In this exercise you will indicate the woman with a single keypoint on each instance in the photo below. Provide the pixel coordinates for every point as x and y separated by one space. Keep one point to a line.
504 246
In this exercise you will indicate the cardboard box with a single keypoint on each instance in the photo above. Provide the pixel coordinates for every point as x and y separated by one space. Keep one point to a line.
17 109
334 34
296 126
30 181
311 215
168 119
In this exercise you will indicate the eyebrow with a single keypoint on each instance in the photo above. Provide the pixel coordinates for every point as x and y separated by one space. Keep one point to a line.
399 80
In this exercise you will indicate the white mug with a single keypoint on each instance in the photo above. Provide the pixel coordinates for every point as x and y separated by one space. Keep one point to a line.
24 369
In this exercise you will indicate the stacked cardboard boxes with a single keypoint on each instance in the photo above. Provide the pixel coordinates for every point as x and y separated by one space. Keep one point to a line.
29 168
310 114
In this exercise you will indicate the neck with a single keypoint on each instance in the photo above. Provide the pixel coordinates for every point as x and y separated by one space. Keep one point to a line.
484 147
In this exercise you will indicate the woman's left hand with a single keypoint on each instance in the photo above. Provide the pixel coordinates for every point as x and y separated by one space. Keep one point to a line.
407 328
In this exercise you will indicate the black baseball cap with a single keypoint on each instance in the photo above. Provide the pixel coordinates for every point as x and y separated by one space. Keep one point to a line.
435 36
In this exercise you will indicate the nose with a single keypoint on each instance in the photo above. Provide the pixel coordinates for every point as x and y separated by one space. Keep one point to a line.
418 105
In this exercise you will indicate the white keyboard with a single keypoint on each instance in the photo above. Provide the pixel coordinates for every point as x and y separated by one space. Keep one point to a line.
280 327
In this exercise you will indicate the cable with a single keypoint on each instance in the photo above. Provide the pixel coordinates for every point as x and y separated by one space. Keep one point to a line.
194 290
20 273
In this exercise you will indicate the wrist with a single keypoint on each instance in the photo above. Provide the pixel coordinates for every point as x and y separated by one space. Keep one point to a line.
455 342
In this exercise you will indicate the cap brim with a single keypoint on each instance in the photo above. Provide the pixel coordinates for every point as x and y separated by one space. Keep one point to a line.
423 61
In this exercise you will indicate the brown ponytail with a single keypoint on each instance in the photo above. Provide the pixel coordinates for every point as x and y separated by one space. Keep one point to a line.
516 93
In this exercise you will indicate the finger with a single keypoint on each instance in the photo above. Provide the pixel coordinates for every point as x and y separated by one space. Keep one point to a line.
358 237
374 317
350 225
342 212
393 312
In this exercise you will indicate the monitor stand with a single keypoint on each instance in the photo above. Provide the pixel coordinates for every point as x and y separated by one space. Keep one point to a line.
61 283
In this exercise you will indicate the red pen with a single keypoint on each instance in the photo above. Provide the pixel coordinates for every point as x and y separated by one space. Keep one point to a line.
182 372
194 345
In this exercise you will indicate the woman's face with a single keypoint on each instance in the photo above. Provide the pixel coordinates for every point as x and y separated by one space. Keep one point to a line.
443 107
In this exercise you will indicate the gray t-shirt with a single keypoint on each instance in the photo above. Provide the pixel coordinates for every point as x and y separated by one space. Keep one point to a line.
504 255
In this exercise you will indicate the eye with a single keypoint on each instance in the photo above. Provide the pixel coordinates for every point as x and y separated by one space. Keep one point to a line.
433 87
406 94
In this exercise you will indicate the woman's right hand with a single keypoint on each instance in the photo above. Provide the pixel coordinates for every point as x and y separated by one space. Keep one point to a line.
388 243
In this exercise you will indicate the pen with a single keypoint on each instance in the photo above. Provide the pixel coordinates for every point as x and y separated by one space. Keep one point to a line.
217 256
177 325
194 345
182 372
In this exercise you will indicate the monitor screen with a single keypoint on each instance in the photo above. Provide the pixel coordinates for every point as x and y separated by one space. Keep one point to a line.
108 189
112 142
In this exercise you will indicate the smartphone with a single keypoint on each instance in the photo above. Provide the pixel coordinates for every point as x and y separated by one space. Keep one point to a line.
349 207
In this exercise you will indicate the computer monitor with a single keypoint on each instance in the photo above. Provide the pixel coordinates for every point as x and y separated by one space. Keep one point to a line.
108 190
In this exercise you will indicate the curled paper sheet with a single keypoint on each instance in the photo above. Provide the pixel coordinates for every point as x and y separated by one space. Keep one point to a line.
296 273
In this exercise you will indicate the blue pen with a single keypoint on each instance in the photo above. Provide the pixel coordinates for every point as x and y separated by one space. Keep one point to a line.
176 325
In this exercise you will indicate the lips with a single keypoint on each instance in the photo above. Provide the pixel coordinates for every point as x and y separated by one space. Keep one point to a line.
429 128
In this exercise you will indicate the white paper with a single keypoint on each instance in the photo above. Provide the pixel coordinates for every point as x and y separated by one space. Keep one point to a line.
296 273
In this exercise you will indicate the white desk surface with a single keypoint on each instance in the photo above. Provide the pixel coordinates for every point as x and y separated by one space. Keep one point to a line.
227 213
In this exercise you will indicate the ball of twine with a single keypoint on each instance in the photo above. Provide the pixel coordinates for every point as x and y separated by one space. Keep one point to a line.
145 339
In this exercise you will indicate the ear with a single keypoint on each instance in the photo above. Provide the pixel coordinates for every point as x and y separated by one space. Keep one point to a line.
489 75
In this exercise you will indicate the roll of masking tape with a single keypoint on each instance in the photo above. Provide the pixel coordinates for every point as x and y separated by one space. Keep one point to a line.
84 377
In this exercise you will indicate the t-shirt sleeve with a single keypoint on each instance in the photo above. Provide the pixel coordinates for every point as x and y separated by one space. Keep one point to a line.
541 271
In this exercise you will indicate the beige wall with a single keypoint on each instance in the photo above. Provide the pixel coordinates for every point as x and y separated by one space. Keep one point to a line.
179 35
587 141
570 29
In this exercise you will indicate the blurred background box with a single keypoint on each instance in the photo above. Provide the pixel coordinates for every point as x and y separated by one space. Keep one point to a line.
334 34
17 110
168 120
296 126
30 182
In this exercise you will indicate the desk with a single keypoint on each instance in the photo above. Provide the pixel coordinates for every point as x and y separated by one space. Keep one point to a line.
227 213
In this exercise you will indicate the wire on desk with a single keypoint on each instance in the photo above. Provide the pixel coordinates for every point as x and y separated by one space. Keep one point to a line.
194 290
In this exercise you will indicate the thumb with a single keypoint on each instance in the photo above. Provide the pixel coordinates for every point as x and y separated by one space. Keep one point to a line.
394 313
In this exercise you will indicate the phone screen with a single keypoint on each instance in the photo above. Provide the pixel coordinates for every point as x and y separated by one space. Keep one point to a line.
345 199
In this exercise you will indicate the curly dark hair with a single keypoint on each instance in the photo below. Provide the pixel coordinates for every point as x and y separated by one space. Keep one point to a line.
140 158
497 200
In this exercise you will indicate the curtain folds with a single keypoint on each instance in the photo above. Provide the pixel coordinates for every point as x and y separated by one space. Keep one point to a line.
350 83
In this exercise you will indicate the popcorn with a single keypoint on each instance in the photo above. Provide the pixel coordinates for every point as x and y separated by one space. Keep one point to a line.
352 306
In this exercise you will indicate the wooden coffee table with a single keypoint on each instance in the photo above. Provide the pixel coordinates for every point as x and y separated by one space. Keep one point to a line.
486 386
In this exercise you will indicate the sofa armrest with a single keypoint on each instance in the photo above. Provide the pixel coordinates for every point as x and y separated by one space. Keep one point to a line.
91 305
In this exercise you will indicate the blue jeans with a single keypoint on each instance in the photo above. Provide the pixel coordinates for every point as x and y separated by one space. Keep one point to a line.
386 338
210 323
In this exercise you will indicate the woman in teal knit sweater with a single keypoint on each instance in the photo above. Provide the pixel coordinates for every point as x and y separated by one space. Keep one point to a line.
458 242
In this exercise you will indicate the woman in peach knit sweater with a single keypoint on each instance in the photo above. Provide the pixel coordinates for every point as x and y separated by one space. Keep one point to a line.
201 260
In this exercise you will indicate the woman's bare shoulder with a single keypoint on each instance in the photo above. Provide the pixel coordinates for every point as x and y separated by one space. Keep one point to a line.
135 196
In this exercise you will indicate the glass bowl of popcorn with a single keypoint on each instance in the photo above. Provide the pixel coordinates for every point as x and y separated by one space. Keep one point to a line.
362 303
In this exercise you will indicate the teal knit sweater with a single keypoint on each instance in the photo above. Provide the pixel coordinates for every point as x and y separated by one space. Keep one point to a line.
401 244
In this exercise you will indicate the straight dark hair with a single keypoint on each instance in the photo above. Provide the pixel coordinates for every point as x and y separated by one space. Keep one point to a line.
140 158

**What the task asks**
Repeat exactly, and only, the lines from the one containing "In this exercise you will indicate the sofa" through the end of the material.

**Full solution**
In this exercise you will indicate the sofa armrest with a single keypoint on each instance in the photo above. Provide the pixel coordinates for every point as x and y separated by one space. Keep one point to a line.
91 305
In this exercise you will indicate the blue jeans with a single keypoint on each instance in the photo above. Provide the pixel coordinates for every point as x and y separated by one space. Keep one point to a line.
386 338
210 323
In this exercise you will indicate the woman in teal knit sweater with a single keypoint on each instance in the photo above. Provide the pixel coordinates for every point as x and y separated by one space. Keep one point to a line.
458 242
In this exercise you will indicate the woman in peach knit sweater with a single keypoint on each instance in the photo above. Provide the pixel coordinates for every point as x and y separated by one space. Keep one point to a line.
201 260
In this exercise you will indicate the woman's bare shoulder with a single keypoint on each instance in the photo above. Provide the pixel coordinates for every point as x and y separated by one space. Keep one point to a line.
135 196
In this exercise you will indicate the glass bowl of popcorn with a single keypoint on each instance in the photo above. Provide the pixel coordinates for every point as x and y separated by one space. Keep one point to a line.
362 303
In this exercise you will indicate the teal knit sweater with a single keypoint on each instance in the photo above. Provide the pixel coordinates for every point as x and y separated by one space. Keep one point to a line.
401 244
In this exercise you will indicate the straight dark hair with a single keypoint on each instance in the photo above. Provide the pixel coordinates for every point as x and y separated by one space. Keep one point to a line.
140 158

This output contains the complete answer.